*Exercise details*: Could you please output only the lines from the one holding "Pin the white dome" through the end of the listing below, exactly as written and without pictures?
___ Record excerpts
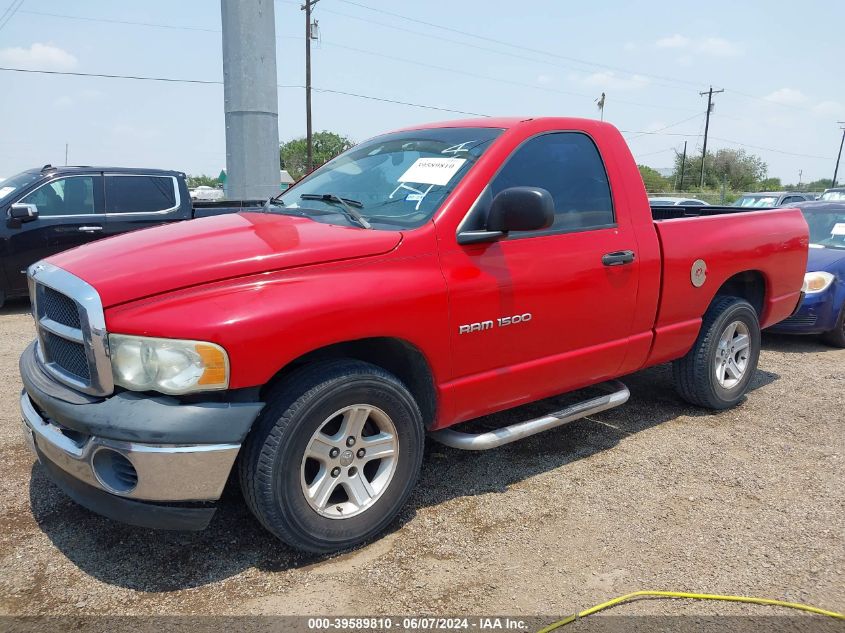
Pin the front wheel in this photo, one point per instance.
(715, 373)
(333, 456)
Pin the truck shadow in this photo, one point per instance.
(153, 561)
(794, 343)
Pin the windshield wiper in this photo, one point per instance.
(346, 204)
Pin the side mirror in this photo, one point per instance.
(23, 212)
(514, 209)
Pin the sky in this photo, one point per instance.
(780, 63)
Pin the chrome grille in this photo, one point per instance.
(58, 307)
(69, 355)
(72, 338)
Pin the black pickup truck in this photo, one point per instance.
(53, 209)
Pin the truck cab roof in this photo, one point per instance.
(77, 169)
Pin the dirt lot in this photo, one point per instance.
(656, 494)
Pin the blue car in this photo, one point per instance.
(823, 309)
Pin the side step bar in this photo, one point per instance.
(618, 395)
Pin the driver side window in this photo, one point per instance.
(64, 196)
(569, 167)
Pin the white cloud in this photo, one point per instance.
(63, 102)
(38, 57)
(787, 96)
(675, 41)
(829, 108)
(712, 46)
(609, 80)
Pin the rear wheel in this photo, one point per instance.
(836, 336)
(333, 456)
(715, 373)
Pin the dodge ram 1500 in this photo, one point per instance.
(423, 278)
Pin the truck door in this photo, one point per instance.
(539, 313)
(70, 213)
(139, 201)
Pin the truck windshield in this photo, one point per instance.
(827, 228)
(396, 181)
(9, 186)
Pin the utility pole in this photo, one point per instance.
(709, 94)
(251, 99)
(309, 164)
(839, 155)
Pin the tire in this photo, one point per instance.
(299, 475)
(836, 336)
(698, 378)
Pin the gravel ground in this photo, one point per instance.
(653, 495)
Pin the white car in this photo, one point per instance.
(204, 192)
(669, 201)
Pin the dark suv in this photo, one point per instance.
(52, 209)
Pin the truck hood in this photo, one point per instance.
(825, 259)
(165, 258)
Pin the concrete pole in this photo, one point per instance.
(251, 99)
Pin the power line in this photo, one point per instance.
(9, 13)
(220, 83)
(518, 46)
(108, 76)
(124, 22)
(771, 149)
(658, 130)
(407, 103)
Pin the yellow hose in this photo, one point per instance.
(693, 596)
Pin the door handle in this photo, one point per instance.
(617, 258)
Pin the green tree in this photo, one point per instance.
(770, 184)
(653, 181)
(741, 169)
(201, 180)
(293, 154)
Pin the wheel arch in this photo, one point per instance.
(398, 356)
(750, 285)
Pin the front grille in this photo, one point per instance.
(72, 337)
(61, 308)
(69, 355)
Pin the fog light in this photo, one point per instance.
(114, 471)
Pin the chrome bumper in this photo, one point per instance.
(164, 472)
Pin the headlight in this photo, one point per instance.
(167, 365)
(817, 282)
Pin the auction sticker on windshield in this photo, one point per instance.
(432, 171)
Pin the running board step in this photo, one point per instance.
(618, 395)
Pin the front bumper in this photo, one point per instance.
(127, 455)
(816, 315)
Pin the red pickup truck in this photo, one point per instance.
(421, 279)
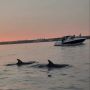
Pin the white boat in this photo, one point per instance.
(70, 40)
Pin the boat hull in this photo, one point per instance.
(76, 41)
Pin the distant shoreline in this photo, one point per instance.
(35, 41)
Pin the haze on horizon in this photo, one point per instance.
(31, 19)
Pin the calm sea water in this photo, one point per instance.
(76, 77)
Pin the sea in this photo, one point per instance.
(76, 77)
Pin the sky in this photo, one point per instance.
(35, 19)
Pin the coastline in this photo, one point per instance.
(35, 40)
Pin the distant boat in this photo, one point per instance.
(70, 40)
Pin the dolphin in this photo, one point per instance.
(20, 63)
(52, 65)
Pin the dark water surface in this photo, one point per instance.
(76, 77)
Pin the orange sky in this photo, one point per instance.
(32, 19)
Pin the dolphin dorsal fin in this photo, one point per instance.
(19, 61)
(50, 62)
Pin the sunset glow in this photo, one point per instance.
(33, 19)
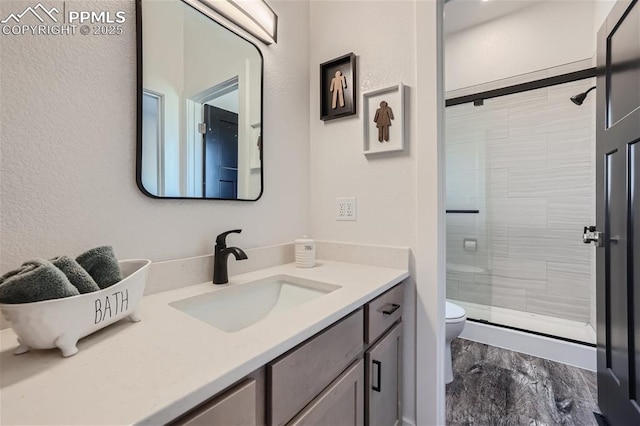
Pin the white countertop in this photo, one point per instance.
(152, 371)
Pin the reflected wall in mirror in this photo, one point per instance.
(200, 105)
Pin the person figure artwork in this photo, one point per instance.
(383, 118)
(338, 84)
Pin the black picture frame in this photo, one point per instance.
(347, 66)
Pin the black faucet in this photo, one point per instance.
(220, 254)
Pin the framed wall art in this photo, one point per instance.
(383, 120)
(338, 87)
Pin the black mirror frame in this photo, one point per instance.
(139, 94)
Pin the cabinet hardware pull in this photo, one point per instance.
(379, 365)
(389, 311)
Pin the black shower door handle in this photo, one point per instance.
(388, 311)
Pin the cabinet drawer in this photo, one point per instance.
(298, 377)
(236, 407)
(382, 312)
(342, 403)
(384, 380)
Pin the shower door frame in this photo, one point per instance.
(478, 99)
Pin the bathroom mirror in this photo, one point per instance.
(199, 105)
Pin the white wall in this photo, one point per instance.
(543, 36)
(68, 129)
(382, 34)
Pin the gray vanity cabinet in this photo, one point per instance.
(297, 378)
(348, 374)
(384, 373)
(234, 407)
(342, 403)
(383, 359)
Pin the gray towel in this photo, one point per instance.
(101, 263)
(76, 274)
(34, 281)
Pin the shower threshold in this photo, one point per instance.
(557, 327)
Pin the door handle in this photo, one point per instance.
(378, 364)
(590, 235)
(388, 311)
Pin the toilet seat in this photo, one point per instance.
(454, 313)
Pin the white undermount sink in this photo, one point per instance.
(238, 306)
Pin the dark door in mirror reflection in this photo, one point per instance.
(220, 165)
(186, 60)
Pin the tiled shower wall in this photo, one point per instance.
(526, 162)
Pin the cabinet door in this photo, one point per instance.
(236, 407)
(341, 404)
(384, 378)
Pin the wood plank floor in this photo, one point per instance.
(494, 386)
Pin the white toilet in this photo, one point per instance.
(456, 318)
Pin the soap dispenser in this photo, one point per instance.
(305, 252)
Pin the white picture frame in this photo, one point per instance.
(394, 96)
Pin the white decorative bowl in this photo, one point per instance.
(62, 322)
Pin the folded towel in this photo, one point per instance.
(101, 263)
(35, 281)
(76, 274)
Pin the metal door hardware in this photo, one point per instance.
(590, 235)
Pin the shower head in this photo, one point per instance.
(579, 99)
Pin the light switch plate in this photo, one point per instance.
(346, 208)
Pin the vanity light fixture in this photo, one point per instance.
(255, 16)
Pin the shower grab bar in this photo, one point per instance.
(463, 211)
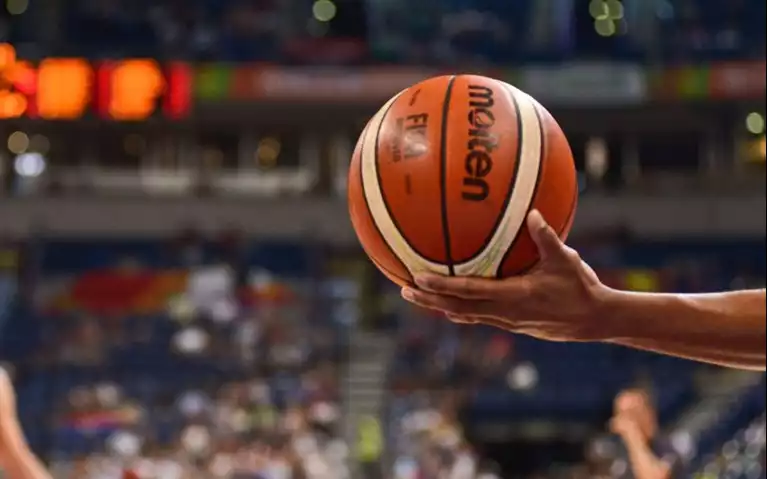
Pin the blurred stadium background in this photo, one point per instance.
(181, 295)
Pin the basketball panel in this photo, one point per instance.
(408, 166)
(556, 195)
(482, 161)
(368, 234)
(505, 237)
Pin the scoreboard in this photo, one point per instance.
(74, 88)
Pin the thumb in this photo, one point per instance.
(548, 242)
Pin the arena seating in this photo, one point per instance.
(519, 379)
(484, 31)
(128, 362)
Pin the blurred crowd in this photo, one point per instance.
(182, 371)
(446, 376)
(349, 31)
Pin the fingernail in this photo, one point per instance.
(535, 220)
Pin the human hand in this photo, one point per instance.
(561, 299)
(626, 426)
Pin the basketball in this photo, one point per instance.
(444, 174)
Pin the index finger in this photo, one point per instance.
(470, 287)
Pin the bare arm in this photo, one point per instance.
(15, 456)
(644, 463)
(727, 329)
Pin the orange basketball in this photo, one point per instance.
(443, 176)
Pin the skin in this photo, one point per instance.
(562, 299)
(635, 422)
(16, 459)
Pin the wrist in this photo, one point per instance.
(612, 318)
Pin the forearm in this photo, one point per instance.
(17, 459)
(726, 329)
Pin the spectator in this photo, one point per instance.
(650, 456)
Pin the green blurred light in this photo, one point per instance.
(324, 10)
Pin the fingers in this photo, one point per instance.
(460, 287)
(545, 238)
(448, 304)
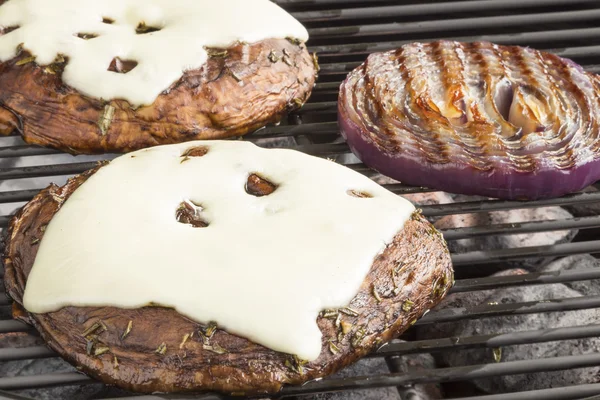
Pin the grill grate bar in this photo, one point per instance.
(429, 10)
(431, 211)
(572, 53)
(361, 382)
(468, 207)
(538, 278)
(562, 393)
(548, 38)
(446, 374)
(402, 348)
(440, 27)
(487, 341)
(500, 310)
(497, 255)
(521, 227)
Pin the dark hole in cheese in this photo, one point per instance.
(189, 213)
(257, 186)
(122, 66)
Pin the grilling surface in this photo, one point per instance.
(343, 33)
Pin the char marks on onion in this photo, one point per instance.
(475, 118)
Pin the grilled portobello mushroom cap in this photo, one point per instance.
(238, 90)
(155, 349)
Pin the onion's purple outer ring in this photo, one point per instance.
(464, 179)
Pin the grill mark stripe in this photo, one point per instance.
(452, 70)
(428, 141)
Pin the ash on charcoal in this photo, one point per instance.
(497, 217)
(498, 325)
(581, 261)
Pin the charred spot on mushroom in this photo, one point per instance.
(295, 364)
(258, 186)
(295, 41)
(189, 213)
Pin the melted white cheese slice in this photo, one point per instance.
(48, 28)
(263, 269)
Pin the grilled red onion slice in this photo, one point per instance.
(475, 118)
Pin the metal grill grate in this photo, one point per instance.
(343, 32)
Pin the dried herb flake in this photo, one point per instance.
(185, 338)
(349, 311)
(215, 348)
(333, 348)
(99, 350)
(407, 305)
(127, 330)
(25, 60)
(106, 119)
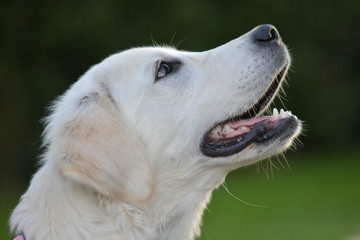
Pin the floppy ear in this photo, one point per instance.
(99, 148)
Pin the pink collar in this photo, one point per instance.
(19, 237)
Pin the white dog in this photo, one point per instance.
(136, 146)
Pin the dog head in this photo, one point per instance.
(154, 108)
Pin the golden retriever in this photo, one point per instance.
(136, 146)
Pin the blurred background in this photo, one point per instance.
(46, 45)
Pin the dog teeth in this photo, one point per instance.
(217, 130)
(282, 113)
(275, 112)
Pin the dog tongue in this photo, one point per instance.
(232, 129)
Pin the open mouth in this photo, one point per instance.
(235, 134)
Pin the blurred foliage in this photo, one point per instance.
(46, 45)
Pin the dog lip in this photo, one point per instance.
(266, 98)
(261, 132)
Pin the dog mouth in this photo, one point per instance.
(235, 134)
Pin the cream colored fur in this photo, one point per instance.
(122, 157)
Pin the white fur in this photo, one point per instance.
(122, 156)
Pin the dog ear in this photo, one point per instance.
(98, 147)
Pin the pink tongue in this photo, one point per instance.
(240, 127)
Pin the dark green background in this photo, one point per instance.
(46, 45)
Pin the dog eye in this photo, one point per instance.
(164, 69)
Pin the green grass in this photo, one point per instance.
(319, 198)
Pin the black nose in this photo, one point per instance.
(266, 33)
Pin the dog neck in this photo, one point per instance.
(57, 208)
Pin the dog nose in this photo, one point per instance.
(266, 33)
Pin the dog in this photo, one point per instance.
(134, 149)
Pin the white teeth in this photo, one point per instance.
(227, 129)
(217, 129)
(275, 112)
(282, 113)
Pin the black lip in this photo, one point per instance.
(259, 133)
(227, 148)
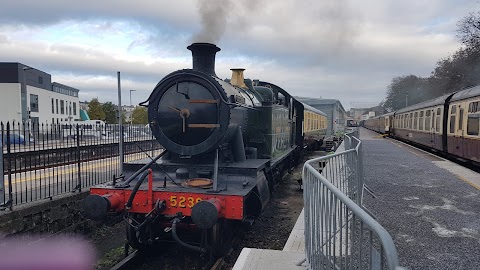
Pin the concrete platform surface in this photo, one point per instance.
(253, 259)
(429, 205)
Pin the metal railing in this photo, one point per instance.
(339, 234)
(43, 161)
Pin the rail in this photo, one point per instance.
(339, 234)
(43, 161)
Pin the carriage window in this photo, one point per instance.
(427, 119)
(473, 107)
(437, 120)
(415, 120)
(452, 123)
(473, 124)
(420, 121)
(453, 110)
(410, 125)
(460, 119)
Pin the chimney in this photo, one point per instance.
(237, 77)
(203, 55)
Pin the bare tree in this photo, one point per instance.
(468, 31)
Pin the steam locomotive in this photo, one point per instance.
(226, 141)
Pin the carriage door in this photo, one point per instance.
(432, 127)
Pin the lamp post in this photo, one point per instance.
(131, 120)
(23, 98)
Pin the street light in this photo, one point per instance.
(131, 120)
(23, 98)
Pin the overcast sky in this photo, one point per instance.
(343, 49)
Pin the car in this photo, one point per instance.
(17, 139)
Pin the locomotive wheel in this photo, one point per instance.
(220, 238)
(132, 238)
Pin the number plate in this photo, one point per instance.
(183, 202)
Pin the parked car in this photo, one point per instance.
(17, 139)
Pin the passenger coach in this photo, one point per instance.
(314, 127)
(450, 124)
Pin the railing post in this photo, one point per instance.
(2, 180)
(9, 170)
(79, 159)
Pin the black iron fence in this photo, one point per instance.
(45, 160)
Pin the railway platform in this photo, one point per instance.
(430, 206)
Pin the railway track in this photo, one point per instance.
(136, 258)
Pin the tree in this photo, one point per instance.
(140, 115)
(110, 111)
(468, 31)
(95, 111)
(406, 90)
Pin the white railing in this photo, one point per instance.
(339, 234)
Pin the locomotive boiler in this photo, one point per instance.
(225, 142)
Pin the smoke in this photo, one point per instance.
(217, 15)
(213, 15)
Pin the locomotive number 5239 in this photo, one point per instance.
(183, 202)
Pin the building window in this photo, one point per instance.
(33, 103)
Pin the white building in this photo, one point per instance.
(28, 95)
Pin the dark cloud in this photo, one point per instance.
(315, 48)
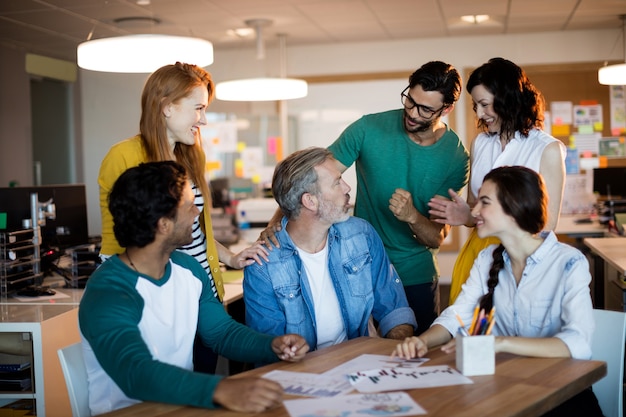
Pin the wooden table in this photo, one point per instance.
(521, 386)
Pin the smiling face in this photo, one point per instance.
(483, 106)
(334, 194)
(491, 220)
(184, 118)
(429, 103)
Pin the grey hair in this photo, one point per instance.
(294, 176)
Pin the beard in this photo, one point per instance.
(330, 213)
(419, 126)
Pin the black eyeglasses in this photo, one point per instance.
(424, 111)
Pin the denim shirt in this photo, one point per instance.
(278, 298)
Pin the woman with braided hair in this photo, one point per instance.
(538, 286)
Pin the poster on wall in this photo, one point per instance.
(618, 109)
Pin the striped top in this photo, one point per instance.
(197, 248)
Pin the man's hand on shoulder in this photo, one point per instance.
(400, 332)
(290, 347)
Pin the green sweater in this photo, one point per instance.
(386, 159)
(138, 335)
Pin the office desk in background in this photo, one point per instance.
(571, 230)
(521, 386)
(610, 269)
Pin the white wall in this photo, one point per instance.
(111, 102)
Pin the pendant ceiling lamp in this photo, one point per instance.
(142, 53)
(615, 74)
(263, 89)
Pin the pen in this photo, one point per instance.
(479, 321)
(462, 328)
(493, 320)
(474, 320)
(491, 314)
(482, 327)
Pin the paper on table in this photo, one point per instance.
(310, 385)
(378, 380)
(368, 361)
(356, 405)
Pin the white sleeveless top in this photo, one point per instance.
(525, 151)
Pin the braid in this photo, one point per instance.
(486, 301)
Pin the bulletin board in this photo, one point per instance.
(576, 82)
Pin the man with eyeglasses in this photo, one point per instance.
(403, 158)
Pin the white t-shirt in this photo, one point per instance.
(328, 319)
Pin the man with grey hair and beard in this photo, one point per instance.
(331, 273)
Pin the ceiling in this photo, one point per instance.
(54, 28)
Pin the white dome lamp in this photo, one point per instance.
(143, 53)
(615, 74)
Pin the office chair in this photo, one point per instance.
(608, 345)
(75, 373)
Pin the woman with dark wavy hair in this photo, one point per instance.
(538, 286)
(509, 111)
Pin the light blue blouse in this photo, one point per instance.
(552, 299)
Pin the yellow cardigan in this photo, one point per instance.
(127, 154)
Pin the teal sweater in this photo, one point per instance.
(138, 335)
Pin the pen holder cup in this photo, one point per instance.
(475, 355)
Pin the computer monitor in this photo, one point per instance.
(68, 229)
(610, 183)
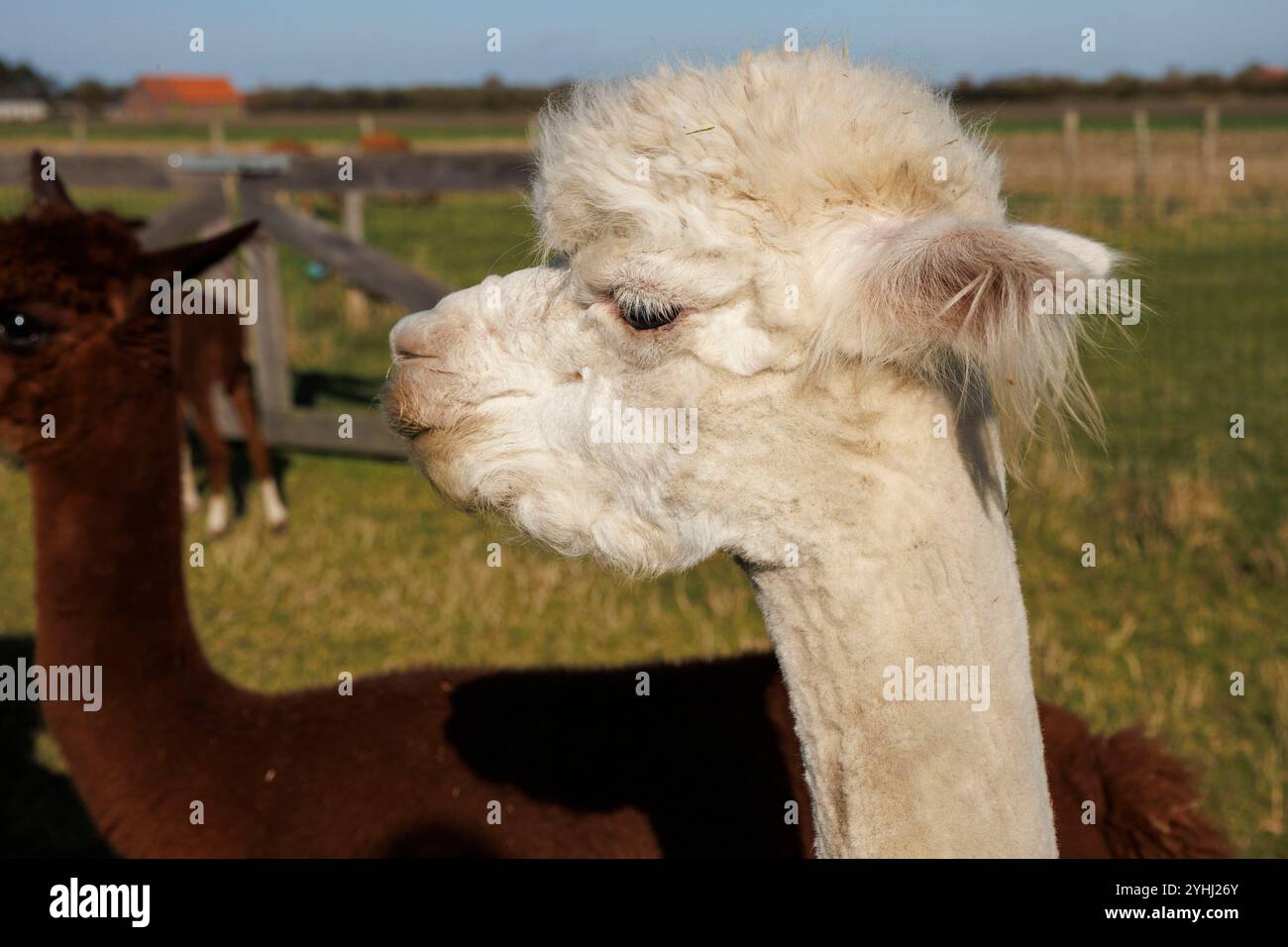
______
*Answer to the exercise*:
Pin the white dome lamp in this photo, one point per instance.
(143, 53)
(615, 74)
Pin the office chair in this photo, one point per instance.
(608, 345)
(75, 373)
Pin the woman with dark wavy hair in this photo, one point per instance.
(538, 286)
(509, 111)
Pin the light blue blouse in this photo, one point per instance.
(552, 299)
Pin the yellow cardigan in this photo, one point per instance.
(127, 154)
Pin the teal sweater in this photo, one point per instance.
(138, 335)
Pin the pen holder cup in this photo, one point per instance.
(475, 355)
Pin the computer monitor in this photo, one point per instance.
(68, 229)
(610, 183)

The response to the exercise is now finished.